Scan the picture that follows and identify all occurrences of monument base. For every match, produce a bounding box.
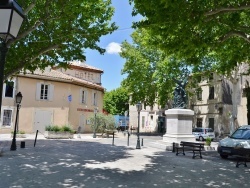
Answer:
[163,109,195,143]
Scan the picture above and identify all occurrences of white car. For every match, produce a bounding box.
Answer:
[217,125,250,158]
[193,127,215,141]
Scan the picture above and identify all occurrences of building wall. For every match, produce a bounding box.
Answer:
[0,68,104,133]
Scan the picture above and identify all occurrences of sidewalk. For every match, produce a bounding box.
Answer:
[0,134,249,188]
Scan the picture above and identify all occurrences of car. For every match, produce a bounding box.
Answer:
[217,125,250,159]
[193,127,215,141]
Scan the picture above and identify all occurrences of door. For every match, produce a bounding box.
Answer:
[78,114,85,133]
[34,110,53,133]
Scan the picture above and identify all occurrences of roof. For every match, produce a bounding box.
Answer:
[19,69,104,91]
[69,61,103,73]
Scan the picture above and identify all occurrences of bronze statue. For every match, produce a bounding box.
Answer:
[173,71,188,109]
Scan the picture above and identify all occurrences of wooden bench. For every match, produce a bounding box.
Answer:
[235,148,250,168]
[175,141,204,159]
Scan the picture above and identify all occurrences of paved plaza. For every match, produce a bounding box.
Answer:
[0,133,250,188]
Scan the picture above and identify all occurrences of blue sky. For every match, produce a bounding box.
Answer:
[85,0,139,91]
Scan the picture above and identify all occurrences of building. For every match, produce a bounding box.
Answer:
[129,73,250,137]
[114,115,129,131]
[0,61,104,133]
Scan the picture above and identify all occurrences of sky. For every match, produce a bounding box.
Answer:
[85,0,140,91]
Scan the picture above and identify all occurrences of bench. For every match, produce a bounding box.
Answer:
[235,148,250,168]
[175,141,204,159]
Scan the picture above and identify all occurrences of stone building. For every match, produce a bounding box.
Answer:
[0,61,104,133]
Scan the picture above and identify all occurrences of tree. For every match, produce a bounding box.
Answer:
[5,0,117,79]
[103,87,129,115]
[90,113,115,134]
[130,0,250,73]
[120,29,189,107]
[130,0,250,132]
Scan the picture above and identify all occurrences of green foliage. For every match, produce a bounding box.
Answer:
[120,29,186,107]
[11,130,25,134]
[206,137,212,146]
[103,87,129,115]
[90,113,115,134]
[130,0,250,74]
[4,0,117,78]
[45,125,74,133]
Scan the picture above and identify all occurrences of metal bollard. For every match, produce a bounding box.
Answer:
[21,141,25,148]
[34,130,38,147]
[112,132,115,146]
[172,142,175,153]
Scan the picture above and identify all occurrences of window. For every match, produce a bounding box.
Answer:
[2,109,12,127]
[4,81,14,98]
[141,116,145,128]
[196,89,202,101]
[40,84,49,100]
[208,118,214,130]
[80,89,87,104]
[208,87,214,100]
[36,83,54,101]
[93,92,98,106]
[196,118,202,127]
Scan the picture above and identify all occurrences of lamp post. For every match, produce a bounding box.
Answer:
[0,0,24,113]
[93,107,98,138]
[10,92,23,151]
[124,110,128,131]
[136,102,142,149]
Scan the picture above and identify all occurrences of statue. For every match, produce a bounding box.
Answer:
[173,70,188,109]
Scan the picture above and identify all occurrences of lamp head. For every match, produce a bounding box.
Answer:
[16,91,23,104]
[136,102,142,112]
[0,0,25,42]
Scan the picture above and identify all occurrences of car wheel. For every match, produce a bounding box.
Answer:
[220,154,228,159]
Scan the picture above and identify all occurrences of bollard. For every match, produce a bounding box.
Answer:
[172,142,175,153]
[34,130,38,147]
[21,141,25,148]
[127,132,130,146]
[112,132,115,146]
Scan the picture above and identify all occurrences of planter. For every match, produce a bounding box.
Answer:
[44,131,74,139]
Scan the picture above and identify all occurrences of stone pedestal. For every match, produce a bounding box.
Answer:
[163,109,195,143]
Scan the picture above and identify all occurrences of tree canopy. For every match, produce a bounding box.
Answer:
[130,0,250,73]
[103,87,129,115]
[5,0,117,78]
[120,29,189,107]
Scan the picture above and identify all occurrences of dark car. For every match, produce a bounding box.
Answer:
[217,125,250,158]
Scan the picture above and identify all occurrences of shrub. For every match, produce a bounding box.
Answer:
[206,138,212,146]
[61,125,74,133]
[45,125,74,133]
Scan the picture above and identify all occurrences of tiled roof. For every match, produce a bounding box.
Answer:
[19,69,104,90]
[69,61,103,72]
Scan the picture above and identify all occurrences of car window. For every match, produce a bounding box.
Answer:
[207,128,214,133]
[231,129,250,139]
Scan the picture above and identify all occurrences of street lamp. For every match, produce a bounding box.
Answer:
[0,0,24,113]
[136,102,142,149]
[124,111,128,131]
[10,92,23,151]
[93,107,98,138]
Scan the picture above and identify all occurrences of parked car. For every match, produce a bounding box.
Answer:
[217,125,250,159]
[193,127,215,141]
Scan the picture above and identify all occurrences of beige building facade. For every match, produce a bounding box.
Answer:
[0,61,104,133]
[129,73,250,137]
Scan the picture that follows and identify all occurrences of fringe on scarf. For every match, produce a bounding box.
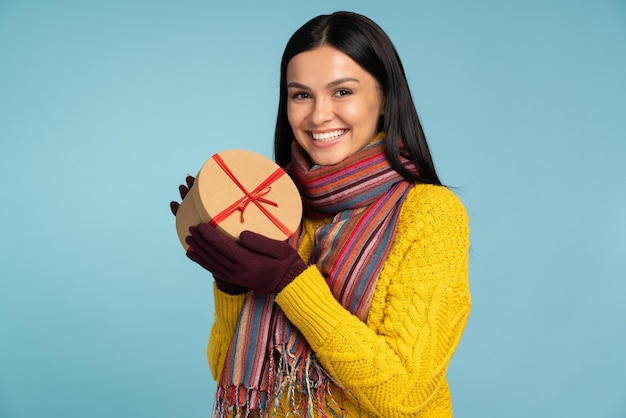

▬▬▬▬▬▬

AIM: Render the lines from the one containing "Scan the picture above and identify all occurrences of bollard." through the one containing "[44,131,74,139]" as a Markdown table with the columns Row and Line. Number each line in Row, put the line itself in Line, and leave out blank lines.

RESULT OF THE EXERCISE:
| Row | Line |
|---|---|
| 1 | Scan the picture above and identify all occurrences of bollard. For every match, produce a bounding box. |
| 2 | Answer: |
| 3 | [172,142,175,153] |
| 4 | [34,130,38,147] |
| 5 | [21,141,25,148] |
| 6 | [127,132,130,146] |
| 7 | [112,132,115,146] |
| 8 | Scan the picture above and identify all occurrences of planter. For every match, produce a bounding box. |
| 9 | Answer: |
| 10 | [44,131,74,139] |